(Extracted material)
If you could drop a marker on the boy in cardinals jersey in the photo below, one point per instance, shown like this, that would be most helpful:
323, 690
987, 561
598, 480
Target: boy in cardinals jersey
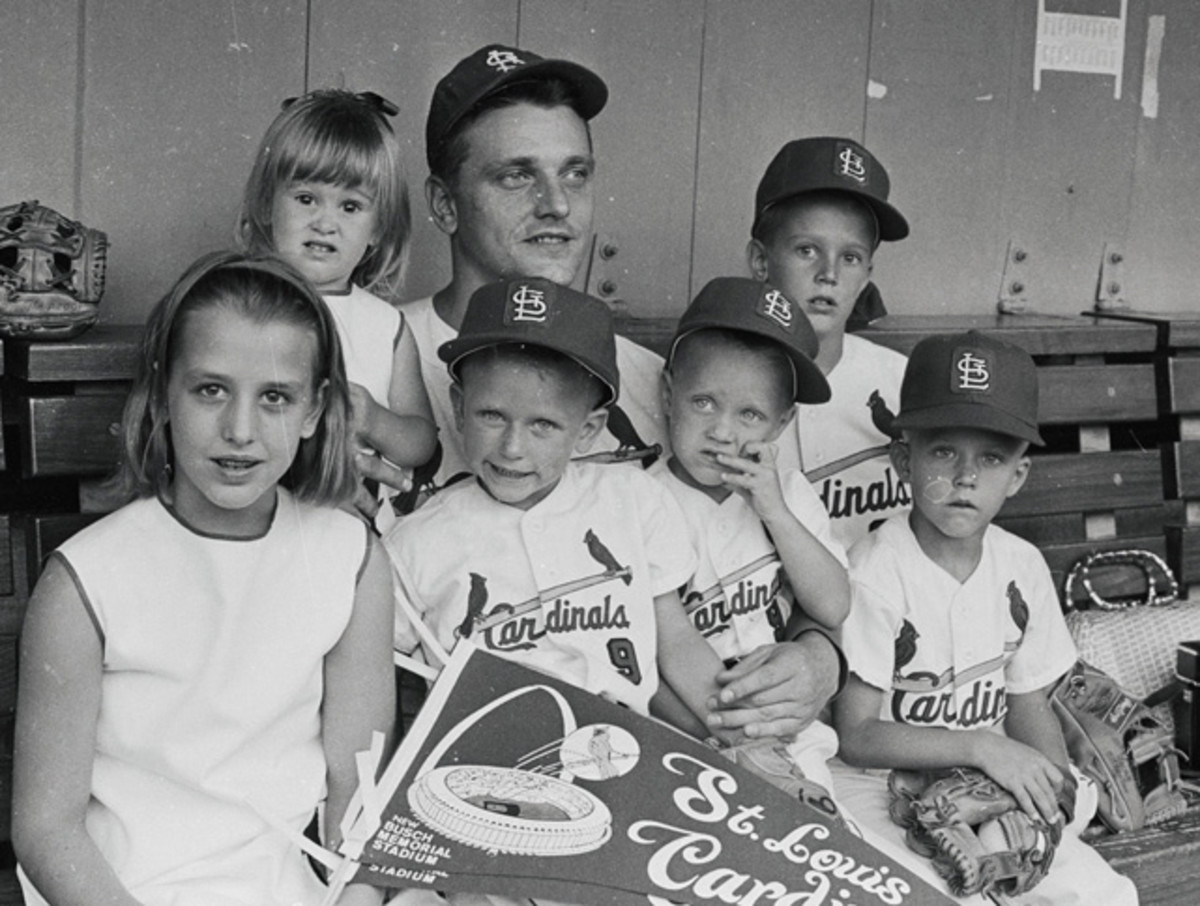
742, 355
954, 636
821, 211
571, 568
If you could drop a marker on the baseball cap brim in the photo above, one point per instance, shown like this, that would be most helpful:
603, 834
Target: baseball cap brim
453, 352
810, 384
893, 225
969, 415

(Requirements)
Rewrite every line of the listing above, requests included, and multiply each point coordinate in the answers by 1.5, rounding to the nearest whole number with halves going up. Leave the numbers in the requests and their format samples unchanged, and leave the pictures out.

(Full solution)
If you could drop a marker on the boy in cardinals jersey in the photo below, one point per instance, shown like this, that would be most helpful:
323, 690
987, 561
598, 480
Target: boy in cardinals jersey
1113, 533
1431, 954
1232, 317
857, 852
If you could drop a marker on the baseball cap brim in the photo above, one point per instance, shown like this, that would be most helpful:
603, 834
Target: baseball cap brim
680, 528
1215, 576
1340, 338
1454, 623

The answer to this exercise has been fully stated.